Document passage:
We have offices in Constellation (shared EA/longtermist offices in downtown Berkeley)

We should be able to sponsor visas for those who need them (and as ARC is a non-profit, we don't have to go through the visa lottery for H1-B).

Job Descriptions

=====================================================================

Generalist Software Engineer, Web Dev and ML focus

DEC 2022 EDIT: SEE NEW POSTING HERE

Background

We've built an interface for interacting with models and assessing their abilities at various tasks, having contractors write demo actions and rate model-generated actions.

The basic idea:

- do tasks as a sequence of steps, where at each step we have the model generate a number of options for the next action, then have either the model or the humans choose which action to go with

- let models do tasks in a factored-cognition style – delegating sub-tasks to other copies of the model – then be able to view the tree of tasks and see where models struggle and where they do well

- have contractors add their own options, and rate the quality of generated options

- tag steps with what abilities or difficulties they highlight

Screenshots:

Job Mission:

Improve the interface for interacting with models so we can generate data, evaluate model properties and understand our existing data better + faster.

Key Outcomes:

Design and build new ways to interact with models and with our existing data so far
Unlock discoveries by things like:
- Improve user experience and therefore speed and accuracy of data generation
- Automating the process of prompting the model, running model's commands, formatting task and delegating to different model, etc - allowing us to discover properties of the model we only see after getting a long way into some task
- Build tools to visualize and interact with data that lets us spot and understand patterns in the model's strengths and weaknesses
- Improve model performance on our tasks by improving the 'scaffolding' we're using to help LMs accomplish the tasks (e.g. automatically ask the model whether it's stuck, if so restart)

Set exercise 1: Summarize the job posting above in two sentences.
Set exercise 2: From the listing below, write out every line that includes the string "bumper".

Supplied records:
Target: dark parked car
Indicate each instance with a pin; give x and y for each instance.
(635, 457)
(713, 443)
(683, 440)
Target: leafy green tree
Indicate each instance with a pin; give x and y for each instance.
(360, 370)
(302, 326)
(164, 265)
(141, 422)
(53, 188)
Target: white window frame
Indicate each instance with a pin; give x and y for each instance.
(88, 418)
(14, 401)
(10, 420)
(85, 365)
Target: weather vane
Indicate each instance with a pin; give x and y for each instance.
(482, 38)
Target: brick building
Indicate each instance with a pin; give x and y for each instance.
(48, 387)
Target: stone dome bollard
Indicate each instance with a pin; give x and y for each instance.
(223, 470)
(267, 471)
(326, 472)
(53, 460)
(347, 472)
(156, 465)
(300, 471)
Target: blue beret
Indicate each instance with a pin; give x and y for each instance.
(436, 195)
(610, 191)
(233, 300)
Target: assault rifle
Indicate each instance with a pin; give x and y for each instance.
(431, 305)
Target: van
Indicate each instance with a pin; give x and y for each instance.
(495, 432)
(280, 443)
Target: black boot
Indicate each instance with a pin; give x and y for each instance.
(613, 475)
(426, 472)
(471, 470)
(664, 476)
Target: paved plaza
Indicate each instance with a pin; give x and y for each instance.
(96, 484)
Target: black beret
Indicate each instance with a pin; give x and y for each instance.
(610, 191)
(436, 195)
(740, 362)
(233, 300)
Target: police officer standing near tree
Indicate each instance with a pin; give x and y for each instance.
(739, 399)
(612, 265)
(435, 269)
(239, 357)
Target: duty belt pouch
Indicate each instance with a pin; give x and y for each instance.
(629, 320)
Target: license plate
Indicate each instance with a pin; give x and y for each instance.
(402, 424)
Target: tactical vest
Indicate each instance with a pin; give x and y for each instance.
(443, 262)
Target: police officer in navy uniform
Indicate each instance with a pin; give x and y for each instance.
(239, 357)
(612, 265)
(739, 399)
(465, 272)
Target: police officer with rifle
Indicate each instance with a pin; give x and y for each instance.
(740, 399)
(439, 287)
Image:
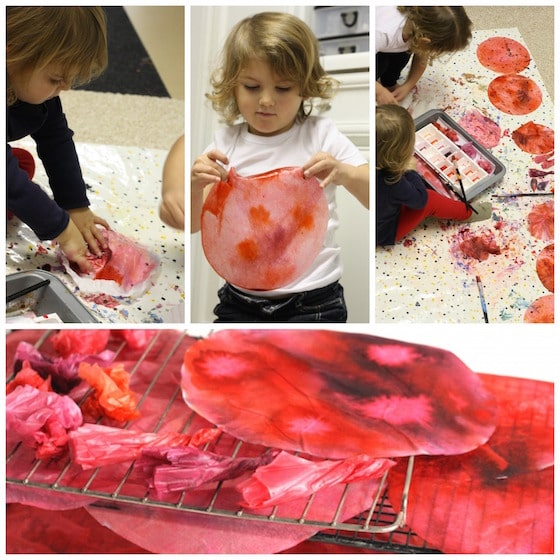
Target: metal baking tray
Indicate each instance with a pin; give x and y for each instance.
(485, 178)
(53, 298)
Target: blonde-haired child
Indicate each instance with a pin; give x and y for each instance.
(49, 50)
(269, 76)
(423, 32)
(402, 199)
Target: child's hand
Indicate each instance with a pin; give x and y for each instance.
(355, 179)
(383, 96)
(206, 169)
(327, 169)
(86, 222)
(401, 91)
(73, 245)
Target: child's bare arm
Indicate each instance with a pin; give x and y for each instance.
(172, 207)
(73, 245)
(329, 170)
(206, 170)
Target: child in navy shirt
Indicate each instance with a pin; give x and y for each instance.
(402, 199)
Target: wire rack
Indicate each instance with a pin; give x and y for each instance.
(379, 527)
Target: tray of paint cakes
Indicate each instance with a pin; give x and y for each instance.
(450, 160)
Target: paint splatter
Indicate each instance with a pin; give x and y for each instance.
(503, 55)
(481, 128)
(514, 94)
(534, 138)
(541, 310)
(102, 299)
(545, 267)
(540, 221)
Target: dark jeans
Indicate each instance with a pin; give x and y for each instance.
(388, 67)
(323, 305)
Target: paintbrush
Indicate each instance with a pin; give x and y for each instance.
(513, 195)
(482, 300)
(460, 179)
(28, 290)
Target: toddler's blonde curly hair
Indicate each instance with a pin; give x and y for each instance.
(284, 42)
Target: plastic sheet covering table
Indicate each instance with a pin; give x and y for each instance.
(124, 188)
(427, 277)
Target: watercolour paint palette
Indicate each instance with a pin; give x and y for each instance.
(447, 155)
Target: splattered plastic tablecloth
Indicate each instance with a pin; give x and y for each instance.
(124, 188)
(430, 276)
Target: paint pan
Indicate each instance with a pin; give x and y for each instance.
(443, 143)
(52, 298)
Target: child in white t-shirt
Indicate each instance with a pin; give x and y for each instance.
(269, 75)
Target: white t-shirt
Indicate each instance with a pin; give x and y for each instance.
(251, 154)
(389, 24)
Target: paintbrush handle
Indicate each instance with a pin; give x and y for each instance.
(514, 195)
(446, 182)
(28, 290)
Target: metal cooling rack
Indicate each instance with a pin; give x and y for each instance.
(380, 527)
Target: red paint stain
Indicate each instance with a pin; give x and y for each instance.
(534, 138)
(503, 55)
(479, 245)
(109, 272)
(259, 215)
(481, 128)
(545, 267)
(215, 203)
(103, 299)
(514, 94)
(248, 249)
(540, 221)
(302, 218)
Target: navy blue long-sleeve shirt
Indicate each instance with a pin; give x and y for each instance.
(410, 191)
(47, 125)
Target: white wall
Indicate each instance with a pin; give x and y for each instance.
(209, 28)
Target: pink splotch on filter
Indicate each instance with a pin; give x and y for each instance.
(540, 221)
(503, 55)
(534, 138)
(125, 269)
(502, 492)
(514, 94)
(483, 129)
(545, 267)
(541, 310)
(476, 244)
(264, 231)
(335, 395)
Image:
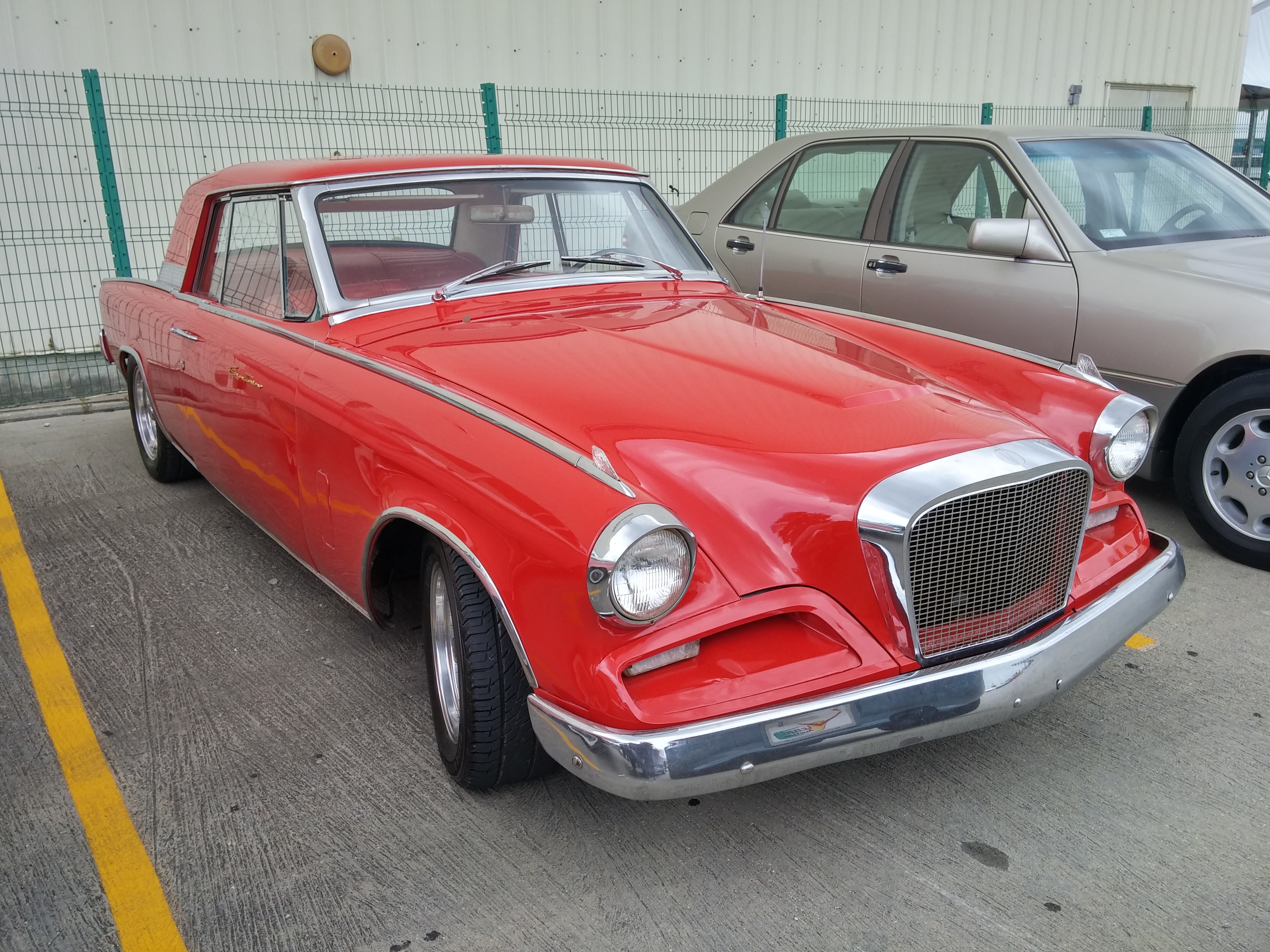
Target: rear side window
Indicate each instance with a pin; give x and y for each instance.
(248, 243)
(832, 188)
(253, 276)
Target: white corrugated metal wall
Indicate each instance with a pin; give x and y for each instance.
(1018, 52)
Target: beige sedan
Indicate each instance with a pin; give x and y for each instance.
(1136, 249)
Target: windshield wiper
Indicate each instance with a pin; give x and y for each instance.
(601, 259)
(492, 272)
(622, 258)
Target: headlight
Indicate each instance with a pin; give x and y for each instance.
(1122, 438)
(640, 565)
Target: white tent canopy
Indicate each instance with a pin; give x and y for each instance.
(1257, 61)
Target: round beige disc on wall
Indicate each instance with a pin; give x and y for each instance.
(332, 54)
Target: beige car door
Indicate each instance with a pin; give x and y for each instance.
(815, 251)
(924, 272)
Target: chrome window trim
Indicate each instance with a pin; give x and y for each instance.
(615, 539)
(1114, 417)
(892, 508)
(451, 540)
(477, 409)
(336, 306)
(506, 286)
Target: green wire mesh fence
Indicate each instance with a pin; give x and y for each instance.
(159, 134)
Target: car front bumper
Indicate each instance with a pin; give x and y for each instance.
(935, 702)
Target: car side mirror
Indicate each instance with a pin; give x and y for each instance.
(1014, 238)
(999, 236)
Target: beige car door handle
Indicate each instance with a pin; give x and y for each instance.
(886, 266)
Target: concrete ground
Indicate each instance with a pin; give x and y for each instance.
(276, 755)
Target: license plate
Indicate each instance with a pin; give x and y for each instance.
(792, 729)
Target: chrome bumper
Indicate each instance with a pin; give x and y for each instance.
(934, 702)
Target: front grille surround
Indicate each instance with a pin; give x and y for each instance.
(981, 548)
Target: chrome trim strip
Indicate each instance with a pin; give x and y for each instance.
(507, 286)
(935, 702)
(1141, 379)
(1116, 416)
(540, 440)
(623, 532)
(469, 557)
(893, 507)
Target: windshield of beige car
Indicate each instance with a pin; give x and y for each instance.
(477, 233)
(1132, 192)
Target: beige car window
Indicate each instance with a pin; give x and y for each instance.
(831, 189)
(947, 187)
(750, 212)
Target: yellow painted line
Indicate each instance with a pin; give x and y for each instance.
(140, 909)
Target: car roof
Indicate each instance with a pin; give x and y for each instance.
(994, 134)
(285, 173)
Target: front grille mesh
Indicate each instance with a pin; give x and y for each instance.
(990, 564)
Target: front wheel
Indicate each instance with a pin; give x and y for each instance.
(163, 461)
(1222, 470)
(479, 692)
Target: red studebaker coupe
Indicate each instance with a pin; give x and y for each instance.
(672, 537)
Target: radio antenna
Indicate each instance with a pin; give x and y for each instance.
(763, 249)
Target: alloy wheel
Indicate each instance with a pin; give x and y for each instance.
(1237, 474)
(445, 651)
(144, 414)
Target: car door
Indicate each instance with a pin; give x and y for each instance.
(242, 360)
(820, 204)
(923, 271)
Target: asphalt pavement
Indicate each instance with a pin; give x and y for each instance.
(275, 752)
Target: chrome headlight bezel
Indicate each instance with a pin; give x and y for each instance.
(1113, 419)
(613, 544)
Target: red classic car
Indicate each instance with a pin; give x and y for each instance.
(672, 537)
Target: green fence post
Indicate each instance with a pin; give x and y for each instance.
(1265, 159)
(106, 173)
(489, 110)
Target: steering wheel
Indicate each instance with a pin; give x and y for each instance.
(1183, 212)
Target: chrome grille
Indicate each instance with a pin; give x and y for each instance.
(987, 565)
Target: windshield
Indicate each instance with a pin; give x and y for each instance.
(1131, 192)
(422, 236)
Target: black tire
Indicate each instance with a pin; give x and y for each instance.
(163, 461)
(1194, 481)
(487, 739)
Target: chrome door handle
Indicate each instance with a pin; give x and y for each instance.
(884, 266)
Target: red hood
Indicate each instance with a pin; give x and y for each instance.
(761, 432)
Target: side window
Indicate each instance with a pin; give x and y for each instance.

Exercise answer 1: ARC has offices in Constellation in downtown Berkeley and expects to sponsor visas, and because it is a non-profit it does not have to go through the H1-B visa lottery. It is hiring a generalist software engineer with a web dev and ML focus to improve its interface for interacting with models, which means building new ways to work with models and data, automating the task process, creating visualization tools, and improving the scaffolding that helps models accomplish tasks.

Exercise answer 2:
Target: car front bumper
Target: chrome bumper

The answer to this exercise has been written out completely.